▸ **Material shown**:
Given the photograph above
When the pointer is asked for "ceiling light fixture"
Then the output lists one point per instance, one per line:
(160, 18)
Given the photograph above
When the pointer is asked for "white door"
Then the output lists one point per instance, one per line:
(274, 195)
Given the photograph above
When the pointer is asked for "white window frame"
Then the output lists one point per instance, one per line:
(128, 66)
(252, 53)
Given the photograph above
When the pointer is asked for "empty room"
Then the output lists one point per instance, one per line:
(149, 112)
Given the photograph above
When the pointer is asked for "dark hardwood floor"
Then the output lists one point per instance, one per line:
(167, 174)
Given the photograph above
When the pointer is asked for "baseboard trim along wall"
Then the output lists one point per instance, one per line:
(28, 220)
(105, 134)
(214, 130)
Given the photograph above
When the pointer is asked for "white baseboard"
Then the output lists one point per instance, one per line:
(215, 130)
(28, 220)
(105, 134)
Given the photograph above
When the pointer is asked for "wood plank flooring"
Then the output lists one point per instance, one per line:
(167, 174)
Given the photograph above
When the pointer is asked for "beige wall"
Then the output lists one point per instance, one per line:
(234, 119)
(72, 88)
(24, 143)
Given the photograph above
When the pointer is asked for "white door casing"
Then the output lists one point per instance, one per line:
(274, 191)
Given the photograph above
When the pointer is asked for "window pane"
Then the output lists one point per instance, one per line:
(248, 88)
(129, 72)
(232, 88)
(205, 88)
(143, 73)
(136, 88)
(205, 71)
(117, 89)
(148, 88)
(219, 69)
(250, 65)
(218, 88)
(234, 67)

--

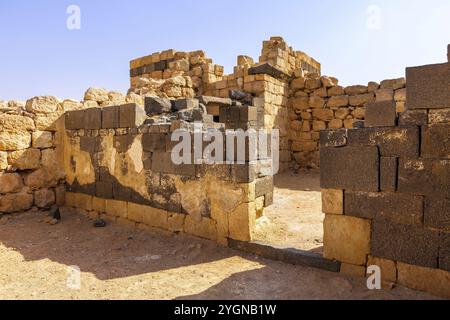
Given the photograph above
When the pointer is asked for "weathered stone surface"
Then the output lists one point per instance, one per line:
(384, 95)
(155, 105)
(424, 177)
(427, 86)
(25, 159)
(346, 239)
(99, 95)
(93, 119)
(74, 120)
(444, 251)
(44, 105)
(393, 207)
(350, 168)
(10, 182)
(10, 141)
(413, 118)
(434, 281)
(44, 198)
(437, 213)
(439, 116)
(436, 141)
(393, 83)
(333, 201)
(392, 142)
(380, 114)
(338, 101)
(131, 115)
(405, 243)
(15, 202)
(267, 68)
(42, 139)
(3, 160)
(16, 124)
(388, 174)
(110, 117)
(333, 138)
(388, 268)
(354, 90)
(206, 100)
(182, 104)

...

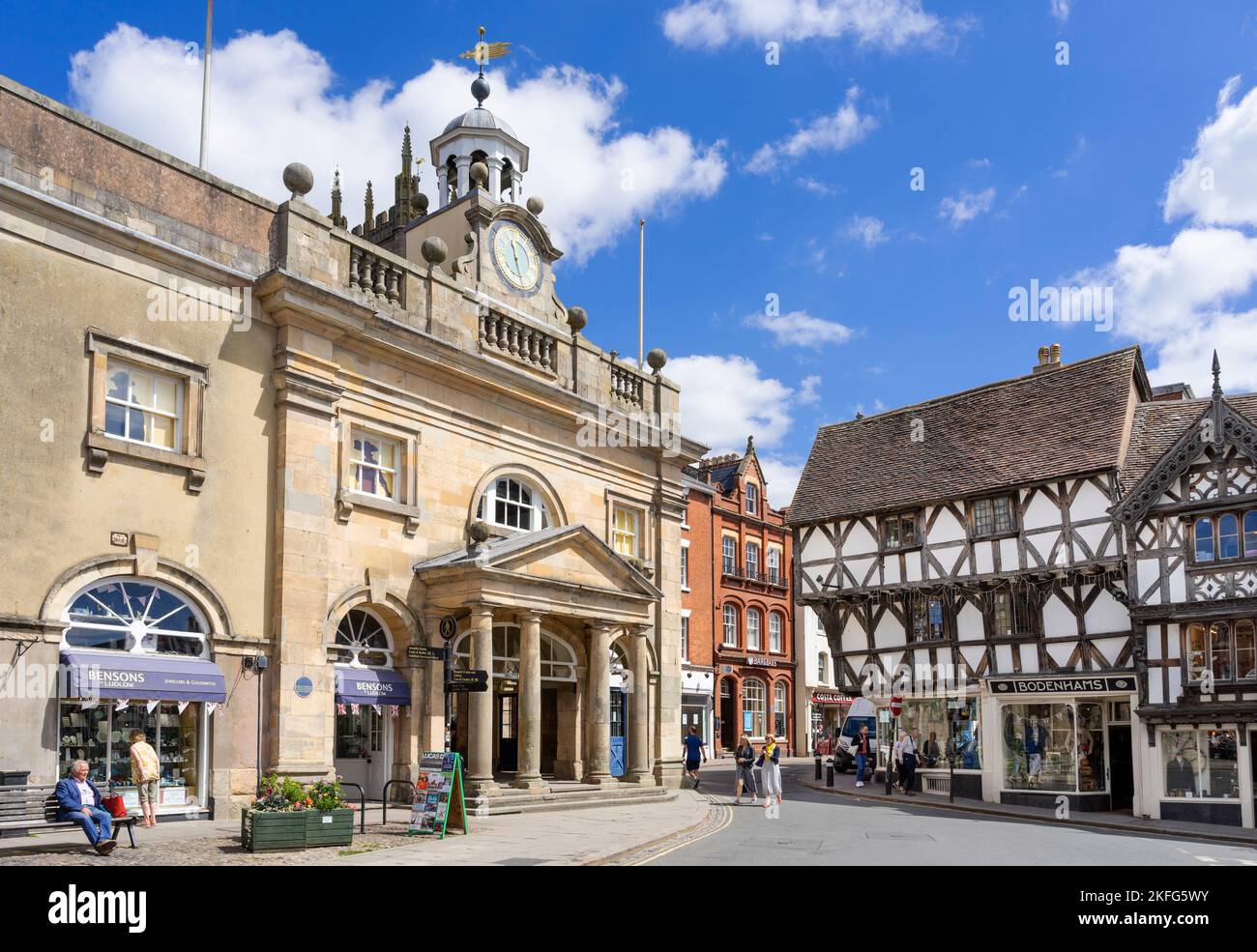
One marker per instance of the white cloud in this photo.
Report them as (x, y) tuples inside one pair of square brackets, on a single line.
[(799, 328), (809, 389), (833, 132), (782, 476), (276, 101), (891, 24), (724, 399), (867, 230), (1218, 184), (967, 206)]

▸ **What needs to be done**: Return each line of the entries above that contains the word "baseboard", copied unchanged.

▸ **Exercise answer**:
When the pointer is asked for "baseboard trim along wall"
When the pointer is asked for "white baseboard"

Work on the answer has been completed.